§ **Reading passage**
__________

Fitting oriented bounding boxes (OBBs) in real-time applications, such as the rapid rendering of 3D scenes and the discovery of interference, is an open research problem. Hierarchical OBB trees are used to minimize the computational time in the detection of two intersecting objects to identify disjoint pieces [1]. A variety of methods can be used for computing an OBB for a triangular mesh. Algorithms for fitting OBBs based on the minimum volume, the distribution of mesh points, and the distribution of mesh triangles exist in the literature [2]. The execution time is not typically an issue with these methods of fitting OBBs because they apply a preprocessing phase in real-time applications. However, how should practical algorithms, with a linear asymptotic time, for identifying the complexity of the convex hull of objects such as the heart work?

Chang et al. point out the time deficiencies of the well-known algorithms for finding the best OBBs. They critique O’Rourke’s algorithm [3], the heuristics based on the principal component analysis, and the brute force approaches to locating the best OBBs as computationally inefficient for real-life applications. Consequently, they present a derivative-free optimization technique equipped with a genetic algorithm for finding the best OBBs.

The authors articulate “the search of the minimal volume OBB as an optimization problem defined on a manifold.” The objective function of the OBB optimization is tri-linear and the constraints are linear. The objective function “is not differentiable at every rotation matrix ... that brings at least one face of the OBB to be flush with one edge of the convex hull.” These matrix rotations hypothetically produce the local minima of this OBB objective function. The hybrid bounding box rotation identification (HYBBRID) method is used to locate the global minimum volume of the OBB. The HYBBRID method contains a stochastic genetic algorithm and an a priori deterministic Nelder-Mead multi-scale grid search algorithm. The genetic algorithm is used to compute the initial condition that guarantees convergence in the determination of the global minimum using the Nelder-Mead simplex search algorithm. The performance of the HYBBRID method was evaluated with numerous replications of experiments designed to identify objects such as a ball, a hand, a heart, and a globe. Overall, the method was successful in locating an optimal OBB for each object.

__________

§ **Source data**

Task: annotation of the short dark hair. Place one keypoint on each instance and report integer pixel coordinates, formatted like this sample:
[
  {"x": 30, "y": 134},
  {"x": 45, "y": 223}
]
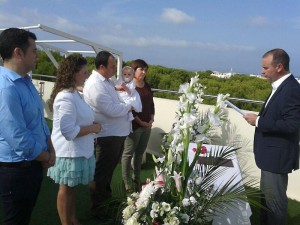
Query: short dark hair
[
  {"x": 12, "y": 38},
  {"x": 102, "y": 59},
  {"x": 279, "y": 57},
  {"x": 139, "y": 63}
]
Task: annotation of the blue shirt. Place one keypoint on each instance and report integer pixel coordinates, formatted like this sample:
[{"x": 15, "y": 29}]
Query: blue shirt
[{"x": 23, "y": 129}]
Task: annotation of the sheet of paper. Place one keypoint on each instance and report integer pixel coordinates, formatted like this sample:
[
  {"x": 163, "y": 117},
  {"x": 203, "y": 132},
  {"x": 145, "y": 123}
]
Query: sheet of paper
[{"x": 234, "y": 107}]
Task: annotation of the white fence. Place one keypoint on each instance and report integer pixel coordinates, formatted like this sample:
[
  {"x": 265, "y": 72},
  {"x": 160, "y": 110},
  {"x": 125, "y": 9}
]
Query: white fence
[{"x": 236, "y": 131}]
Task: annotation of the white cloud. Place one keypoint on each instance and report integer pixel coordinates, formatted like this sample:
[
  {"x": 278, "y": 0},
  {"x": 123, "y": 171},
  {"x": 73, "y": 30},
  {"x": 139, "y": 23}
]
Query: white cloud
[
  {"x": 176, "y": 16},
  {"x": 258, "y": 21},
  {"x": 164, "y": 42}
]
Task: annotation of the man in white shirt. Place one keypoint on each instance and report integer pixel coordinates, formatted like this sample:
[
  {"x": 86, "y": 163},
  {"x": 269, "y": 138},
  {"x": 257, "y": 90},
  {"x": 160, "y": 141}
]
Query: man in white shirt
[{"x": 99, "y": 92}]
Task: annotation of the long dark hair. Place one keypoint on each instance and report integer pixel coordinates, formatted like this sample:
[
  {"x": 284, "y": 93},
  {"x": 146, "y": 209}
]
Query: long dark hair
[{"x": 65, "y": 78}]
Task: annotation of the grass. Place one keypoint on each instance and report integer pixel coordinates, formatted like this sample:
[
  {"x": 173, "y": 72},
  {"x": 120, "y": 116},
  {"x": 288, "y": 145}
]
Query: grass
[{"x": 45, "y": 212}]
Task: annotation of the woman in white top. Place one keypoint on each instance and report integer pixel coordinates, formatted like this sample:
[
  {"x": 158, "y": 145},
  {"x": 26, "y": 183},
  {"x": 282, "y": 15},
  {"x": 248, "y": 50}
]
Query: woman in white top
[{"x": 72, "y": 136}]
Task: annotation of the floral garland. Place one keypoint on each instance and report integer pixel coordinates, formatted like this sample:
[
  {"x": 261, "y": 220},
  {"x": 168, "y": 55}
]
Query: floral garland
[{"x": 179, "y": 194}]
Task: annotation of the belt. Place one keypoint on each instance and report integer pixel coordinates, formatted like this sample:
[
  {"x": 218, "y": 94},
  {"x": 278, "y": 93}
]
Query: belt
[{"x": 21, "y": 164}]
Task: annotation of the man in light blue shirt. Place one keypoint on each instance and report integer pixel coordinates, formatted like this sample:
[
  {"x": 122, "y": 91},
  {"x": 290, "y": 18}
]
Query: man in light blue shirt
[{"x": 25, "y": 144}]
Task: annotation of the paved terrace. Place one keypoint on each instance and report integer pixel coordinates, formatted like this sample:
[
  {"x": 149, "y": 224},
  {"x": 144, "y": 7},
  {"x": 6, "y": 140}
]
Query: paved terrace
[{"x": 237, "y": 129}]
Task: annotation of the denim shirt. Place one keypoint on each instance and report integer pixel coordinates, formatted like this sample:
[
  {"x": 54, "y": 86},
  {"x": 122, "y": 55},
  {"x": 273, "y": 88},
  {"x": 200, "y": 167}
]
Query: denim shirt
[{"x": 23, "y": 129}]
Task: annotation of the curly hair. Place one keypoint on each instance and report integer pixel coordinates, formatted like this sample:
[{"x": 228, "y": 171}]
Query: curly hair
[{"x": 65, "y": 77}]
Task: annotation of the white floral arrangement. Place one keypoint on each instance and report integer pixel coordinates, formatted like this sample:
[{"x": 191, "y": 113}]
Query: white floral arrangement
[{"x": 179, "y": 194}]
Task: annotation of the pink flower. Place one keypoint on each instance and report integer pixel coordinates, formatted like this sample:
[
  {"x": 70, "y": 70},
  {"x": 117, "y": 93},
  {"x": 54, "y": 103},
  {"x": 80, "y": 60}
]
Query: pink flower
[
  {"x": 177, "y": 179},
  {"x": 203, "y": 150}
]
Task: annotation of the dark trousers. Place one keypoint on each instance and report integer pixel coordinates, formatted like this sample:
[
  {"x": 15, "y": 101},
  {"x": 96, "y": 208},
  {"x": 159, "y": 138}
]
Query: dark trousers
[
  {"x": 273, "y": 187},
  {"x": 108, "y": 153},
  {"x": 19, "y": 189}
]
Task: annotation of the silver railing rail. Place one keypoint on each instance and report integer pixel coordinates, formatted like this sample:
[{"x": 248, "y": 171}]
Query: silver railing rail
[{"x": 40, "y": 76}]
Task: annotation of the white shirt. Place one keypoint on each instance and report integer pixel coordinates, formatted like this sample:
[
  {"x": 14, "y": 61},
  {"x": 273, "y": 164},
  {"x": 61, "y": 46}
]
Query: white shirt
[
  {"x": 69, "y": 113},
  {"x": 109, "y": 111},
  {"x": 133, "y": 98}
]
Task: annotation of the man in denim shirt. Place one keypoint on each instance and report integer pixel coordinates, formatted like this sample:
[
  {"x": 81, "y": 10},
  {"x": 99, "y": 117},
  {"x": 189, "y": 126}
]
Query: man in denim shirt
[{"x": 25, "y": 144}]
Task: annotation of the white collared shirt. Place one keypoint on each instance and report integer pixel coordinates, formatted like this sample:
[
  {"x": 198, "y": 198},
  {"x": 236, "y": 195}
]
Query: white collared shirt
[
  {"x": 70, "y": 112},
  {"x": 109, "y": 111}
]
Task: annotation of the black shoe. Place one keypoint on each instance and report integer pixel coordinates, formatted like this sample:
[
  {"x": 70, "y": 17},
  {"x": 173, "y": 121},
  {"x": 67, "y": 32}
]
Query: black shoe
[{"x": 104, "y": 218}]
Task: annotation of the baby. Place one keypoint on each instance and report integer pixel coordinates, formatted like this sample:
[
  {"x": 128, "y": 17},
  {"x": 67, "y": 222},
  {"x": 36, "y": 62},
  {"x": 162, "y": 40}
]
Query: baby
[{"x": 126, "y": 90}]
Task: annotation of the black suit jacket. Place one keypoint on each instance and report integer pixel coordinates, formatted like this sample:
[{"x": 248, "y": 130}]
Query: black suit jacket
[{"x": 276, "y": 139}]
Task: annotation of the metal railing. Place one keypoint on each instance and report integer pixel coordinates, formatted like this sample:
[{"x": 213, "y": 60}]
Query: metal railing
[{"x": 40, "y": 76}]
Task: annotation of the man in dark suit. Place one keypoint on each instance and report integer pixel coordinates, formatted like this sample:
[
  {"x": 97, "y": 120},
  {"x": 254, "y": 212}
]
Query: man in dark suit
[{"x": 276, "y": 139}]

__________

§ **What the task asks**
Using the text on fitting oriented bounding boxes, answer the following:
(a) What are hierarchical OBB trees used for?
(b) Which three approaches to locating the best OBBs do Chang et al. criticize as computationally inefficient?
(c) Which objects were used in the experiments that evaluated the HYBBRID method?

§ **Finished exercise**
(a) They minimize the computational time in detecting two intersecting objects to identify disjoint pieces.
(b) O'Rourke's algorithm, the heuristics based on principal component analysis, and brute force approaches.
(c) A ball, a hand, a heart, and a globe.